Dataset records:
★ ★ ★
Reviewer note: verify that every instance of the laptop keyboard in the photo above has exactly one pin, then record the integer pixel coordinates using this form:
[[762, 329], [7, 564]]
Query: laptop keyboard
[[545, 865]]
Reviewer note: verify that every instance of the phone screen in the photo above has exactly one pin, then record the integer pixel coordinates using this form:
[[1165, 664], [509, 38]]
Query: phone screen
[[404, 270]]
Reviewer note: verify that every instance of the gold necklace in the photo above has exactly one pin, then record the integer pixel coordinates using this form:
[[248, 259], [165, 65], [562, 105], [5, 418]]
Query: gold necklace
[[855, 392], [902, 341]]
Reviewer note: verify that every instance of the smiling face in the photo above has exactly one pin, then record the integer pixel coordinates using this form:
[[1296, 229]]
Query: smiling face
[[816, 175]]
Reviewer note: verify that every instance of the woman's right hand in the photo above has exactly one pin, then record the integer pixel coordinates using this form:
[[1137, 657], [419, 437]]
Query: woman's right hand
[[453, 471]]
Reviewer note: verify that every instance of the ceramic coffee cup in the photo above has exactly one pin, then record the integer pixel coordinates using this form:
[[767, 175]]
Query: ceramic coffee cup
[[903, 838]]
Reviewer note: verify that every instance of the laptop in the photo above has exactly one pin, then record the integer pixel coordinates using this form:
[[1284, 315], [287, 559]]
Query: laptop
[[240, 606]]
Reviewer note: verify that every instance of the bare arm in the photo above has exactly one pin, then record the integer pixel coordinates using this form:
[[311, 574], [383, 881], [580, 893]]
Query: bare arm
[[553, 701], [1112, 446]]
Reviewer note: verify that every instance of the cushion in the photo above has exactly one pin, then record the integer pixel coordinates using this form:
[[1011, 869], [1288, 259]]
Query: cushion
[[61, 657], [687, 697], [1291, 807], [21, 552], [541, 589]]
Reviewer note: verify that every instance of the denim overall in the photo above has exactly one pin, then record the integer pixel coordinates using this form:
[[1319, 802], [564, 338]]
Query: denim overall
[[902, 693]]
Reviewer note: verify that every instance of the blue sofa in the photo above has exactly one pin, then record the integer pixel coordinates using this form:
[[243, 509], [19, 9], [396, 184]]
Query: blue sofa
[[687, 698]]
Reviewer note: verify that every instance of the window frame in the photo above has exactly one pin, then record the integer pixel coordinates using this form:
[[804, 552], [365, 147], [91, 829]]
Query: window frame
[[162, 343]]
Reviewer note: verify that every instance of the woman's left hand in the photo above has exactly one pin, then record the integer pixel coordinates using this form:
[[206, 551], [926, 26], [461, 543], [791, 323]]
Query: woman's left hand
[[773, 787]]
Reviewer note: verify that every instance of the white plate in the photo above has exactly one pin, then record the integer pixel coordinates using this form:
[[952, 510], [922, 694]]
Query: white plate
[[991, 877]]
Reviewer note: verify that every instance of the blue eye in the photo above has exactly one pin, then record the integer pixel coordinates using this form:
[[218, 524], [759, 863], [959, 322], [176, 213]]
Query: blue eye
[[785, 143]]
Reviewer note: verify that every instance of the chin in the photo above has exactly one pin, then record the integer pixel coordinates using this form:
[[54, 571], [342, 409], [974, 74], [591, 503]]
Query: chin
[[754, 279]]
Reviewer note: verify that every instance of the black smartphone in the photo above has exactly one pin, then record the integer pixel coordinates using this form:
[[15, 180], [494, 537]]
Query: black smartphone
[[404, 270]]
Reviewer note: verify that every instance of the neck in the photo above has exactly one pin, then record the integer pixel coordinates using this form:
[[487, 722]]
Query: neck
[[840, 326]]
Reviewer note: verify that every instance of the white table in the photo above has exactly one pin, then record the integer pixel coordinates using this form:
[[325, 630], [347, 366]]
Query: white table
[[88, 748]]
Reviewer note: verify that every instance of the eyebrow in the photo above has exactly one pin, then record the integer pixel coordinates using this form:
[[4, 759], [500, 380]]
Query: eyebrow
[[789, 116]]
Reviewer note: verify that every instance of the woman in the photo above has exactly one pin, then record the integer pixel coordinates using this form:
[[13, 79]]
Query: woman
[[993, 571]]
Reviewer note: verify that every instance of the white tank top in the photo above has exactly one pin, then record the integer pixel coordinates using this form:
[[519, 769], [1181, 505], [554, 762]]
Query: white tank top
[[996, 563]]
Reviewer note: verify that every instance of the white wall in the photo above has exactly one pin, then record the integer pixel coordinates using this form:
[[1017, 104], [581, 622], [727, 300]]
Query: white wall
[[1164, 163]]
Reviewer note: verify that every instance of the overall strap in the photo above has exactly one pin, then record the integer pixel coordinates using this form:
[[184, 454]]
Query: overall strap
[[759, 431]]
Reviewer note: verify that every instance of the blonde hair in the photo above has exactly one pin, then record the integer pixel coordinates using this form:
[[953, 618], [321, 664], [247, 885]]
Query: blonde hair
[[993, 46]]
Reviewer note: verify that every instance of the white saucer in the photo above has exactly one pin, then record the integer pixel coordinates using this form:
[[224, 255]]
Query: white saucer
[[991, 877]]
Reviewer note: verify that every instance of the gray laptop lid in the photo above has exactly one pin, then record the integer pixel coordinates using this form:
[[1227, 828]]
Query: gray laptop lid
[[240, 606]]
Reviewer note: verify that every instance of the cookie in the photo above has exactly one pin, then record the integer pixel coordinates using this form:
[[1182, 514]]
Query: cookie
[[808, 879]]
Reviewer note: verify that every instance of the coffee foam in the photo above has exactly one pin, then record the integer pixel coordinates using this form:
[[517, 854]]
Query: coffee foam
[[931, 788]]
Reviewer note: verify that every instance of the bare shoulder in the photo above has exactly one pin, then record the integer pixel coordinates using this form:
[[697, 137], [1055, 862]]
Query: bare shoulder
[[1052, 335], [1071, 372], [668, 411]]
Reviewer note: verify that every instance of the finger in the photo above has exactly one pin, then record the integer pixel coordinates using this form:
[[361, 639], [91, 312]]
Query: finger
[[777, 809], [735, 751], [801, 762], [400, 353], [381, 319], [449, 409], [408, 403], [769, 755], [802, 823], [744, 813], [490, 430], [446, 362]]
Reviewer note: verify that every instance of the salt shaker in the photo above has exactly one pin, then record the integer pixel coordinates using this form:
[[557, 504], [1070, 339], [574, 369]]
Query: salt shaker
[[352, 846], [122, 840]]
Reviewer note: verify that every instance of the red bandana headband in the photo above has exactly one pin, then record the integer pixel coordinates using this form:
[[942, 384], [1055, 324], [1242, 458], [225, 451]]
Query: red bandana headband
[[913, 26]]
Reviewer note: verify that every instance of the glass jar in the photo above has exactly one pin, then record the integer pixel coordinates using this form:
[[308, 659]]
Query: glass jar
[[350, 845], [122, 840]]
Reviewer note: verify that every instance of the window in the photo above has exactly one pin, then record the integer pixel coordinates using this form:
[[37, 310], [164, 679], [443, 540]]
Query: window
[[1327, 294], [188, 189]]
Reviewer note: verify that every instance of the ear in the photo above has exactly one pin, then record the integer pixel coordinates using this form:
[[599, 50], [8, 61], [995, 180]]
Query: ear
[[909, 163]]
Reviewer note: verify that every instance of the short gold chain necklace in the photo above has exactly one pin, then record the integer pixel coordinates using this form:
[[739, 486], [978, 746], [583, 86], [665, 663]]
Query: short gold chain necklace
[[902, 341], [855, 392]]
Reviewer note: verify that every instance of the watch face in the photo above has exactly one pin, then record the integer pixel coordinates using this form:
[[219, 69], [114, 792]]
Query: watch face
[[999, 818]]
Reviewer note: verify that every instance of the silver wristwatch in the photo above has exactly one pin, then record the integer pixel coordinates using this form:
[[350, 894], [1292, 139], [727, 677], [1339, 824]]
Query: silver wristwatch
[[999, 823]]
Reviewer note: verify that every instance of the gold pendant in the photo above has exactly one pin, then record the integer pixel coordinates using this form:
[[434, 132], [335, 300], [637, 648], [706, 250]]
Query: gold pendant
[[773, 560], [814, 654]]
★ ★ ★
§ **INSTRUCTION**
Can you copy the listing again, from the line holding "Reviewer note: verify that every instance of the watch" through the end of the listing (both ends included), keeping the request lines and their format samples unchanged? Multiply only the coordinates in the answers by 2.25 and round each to a whole number, rounding halves up.

§ **COMPLETE ANSWER**
Reviewer note: verify that every instance of the watch face in the photo above has exactly one pin, then record the integer pixel coordinates using this form:
[[219, 69], [114, 792]]
Query: watch face
[[2248, 1841]]
Reviewer note: verify that every instance of the silver wristwatch in the photo above has exactly one pin, then record the integer pixel coordinates using this form:
[[350, 894], [1292, 139], [727, 677], [1339, 824]]
Query: silver wristwatch
[[2248, 1852]]
Reviewer note: verify that every instance of the gold pendant in the photo above has exactly one pin, then record the integer pixel coordinates using this form:
[[434, 132], [335, 300], [637, 648], [706, 250]]
Query: gold pendant
[[1739, 1260], [1832, 1472]]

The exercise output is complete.